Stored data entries
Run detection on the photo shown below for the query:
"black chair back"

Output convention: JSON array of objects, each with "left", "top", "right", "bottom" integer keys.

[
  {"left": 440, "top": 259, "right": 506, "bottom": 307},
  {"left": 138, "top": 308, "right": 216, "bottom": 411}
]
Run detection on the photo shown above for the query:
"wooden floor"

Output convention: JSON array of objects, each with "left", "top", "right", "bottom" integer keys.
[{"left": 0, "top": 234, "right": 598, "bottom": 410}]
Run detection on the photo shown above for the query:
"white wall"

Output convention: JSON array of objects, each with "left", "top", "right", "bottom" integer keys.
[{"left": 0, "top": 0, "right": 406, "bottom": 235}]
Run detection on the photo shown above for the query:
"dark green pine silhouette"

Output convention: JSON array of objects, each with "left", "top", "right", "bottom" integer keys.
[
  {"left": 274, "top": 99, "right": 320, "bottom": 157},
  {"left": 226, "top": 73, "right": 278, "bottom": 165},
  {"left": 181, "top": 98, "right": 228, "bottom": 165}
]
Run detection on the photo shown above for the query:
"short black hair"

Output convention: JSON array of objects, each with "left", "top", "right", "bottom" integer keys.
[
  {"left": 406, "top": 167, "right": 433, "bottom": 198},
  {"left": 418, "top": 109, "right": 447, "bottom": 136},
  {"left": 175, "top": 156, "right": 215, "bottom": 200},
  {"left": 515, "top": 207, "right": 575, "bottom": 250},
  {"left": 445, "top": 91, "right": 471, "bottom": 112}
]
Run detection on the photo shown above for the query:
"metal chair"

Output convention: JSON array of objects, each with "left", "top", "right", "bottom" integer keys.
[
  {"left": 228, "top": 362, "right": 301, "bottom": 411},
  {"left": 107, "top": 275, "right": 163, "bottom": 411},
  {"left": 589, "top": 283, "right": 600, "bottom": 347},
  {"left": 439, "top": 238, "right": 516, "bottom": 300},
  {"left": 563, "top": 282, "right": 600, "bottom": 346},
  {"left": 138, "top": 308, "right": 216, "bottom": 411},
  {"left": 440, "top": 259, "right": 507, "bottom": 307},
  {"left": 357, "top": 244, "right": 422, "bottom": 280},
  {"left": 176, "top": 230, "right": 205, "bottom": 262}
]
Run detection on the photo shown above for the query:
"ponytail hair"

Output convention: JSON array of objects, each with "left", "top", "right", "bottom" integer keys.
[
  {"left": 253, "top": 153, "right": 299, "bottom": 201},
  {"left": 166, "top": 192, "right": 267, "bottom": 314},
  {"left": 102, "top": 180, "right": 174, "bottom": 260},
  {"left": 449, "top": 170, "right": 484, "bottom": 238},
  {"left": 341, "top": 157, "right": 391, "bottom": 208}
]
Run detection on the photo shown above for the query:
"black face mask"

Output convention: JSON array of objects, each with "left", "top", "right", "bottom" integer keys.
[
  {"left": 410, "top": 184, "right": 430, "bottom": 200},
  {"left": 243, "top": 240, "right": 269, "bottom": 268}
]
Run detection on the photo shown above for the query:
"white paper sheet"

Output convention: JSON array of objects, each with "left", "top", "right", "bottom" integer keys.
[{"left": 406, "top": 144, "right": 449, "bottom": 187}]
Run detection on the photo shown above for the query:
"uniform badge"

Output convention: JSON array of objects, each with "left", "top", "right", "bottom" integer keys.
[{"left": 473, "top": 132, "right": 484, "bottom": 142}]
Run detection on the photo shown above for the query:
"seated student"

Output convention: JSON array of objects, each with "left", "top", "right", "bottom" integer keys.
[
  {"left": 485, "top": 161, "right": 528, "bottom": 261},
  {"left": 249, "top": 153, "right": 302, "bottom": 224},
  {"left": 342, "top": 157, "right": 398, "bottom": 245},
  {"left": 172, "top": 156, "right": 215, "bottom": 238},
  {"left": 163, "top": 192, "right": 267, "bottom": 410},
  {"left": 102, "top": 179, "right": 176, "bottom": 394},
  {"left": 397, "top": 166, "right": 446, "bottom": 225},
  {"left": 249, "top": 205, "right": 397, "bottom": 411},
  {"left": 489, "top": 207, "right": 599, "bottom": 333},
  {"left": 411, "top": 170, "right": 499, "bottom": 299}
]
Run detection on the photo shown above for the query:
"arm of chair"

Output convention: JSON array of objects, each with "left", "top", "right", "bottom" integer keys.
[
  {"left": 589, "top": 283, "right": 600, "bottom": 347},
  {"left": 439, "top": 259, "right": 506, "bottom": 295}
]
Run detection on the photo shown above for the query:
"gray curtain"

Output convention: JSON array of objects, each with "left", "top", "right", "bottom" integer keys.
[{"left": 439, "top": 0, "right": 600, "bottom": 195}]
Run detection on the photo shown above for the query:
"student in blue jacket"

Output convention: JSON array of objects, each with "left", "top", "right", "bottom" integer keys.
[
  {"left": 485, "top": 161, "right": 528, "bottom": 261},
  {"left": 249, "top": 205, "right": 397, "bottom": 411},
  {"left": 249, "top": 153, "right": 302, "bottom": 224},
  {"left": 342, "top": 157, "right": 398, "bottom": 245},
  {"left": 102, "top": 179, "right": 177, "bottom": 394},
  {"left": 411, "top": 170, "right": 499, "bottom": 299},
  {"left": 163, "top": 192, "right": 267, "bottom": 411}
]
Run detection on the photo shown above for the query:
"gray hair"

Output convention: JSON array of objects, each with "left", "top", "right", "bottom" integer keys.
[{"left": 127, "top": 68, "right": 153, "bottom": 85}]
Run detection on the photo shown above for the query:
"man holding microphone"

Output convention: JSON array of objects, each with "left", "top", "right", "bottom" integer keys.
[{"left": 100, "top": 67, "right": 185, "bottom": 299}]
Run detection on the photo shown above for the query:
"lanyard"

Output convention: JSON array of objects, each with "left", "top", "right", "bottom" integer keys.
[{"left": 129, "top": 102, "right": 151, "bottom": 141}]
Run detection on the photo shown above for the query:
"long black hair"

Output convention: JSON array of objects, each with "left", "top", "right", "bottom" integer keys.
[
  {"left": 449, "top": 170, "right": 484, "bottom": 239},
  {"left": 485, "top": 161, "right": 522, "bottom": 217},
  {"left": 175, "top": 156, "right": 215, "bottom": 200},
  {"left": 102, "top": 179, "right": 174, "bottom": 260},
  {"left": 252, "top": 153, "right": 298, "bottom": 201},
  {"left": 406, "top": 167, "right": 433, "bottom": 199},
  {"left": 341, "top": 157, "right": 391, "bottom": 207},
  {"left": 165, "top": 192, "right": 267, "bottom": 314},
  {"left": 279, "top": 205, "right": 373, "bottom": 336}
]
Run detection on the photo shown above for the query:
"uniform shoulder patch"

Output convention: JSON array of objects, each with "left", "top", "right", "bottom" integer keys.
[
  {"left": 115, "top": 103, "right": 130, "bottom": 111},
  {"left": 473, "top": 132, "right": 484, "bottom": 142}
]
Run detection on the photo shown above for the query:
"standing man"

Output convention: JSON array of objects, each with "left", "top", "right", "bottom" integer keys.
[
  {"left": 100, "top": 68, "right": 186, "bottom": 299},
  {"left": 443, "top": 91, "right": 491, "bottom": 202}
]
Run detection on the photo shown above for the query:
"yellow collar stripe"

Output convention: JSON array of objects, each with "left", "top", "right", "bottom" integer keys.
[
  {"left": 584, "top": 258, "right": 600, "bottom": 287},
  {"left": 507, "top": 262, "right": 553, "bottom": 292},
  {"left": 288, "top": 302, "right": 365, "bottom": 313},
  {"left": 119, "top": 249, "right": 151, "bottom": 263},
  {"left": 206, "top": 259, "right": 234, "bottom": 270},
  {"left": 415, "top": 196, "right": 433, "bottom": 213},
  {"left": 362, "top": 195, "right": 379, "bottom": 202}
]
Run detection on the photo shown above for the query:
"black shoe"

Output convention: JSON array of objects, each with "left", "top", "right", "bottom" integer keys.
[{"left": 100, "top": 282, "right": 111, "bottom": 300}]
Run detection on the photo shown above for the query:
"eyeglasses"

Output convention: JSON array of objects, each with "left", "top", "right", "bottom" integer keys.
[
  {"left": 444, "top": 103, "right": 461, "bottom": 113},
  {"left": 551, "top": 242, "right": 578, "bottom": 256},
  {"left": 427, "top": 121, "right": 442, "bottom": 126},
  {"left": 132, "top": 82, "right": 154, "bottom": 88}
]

WHAT THE EXERCISE ASKS
Return only the lines of the records in which the string "black" appears.

OUTPUT BELOW
"black chair back"
"short black hair"
"black face mask"
"long black hair"
"black shoe"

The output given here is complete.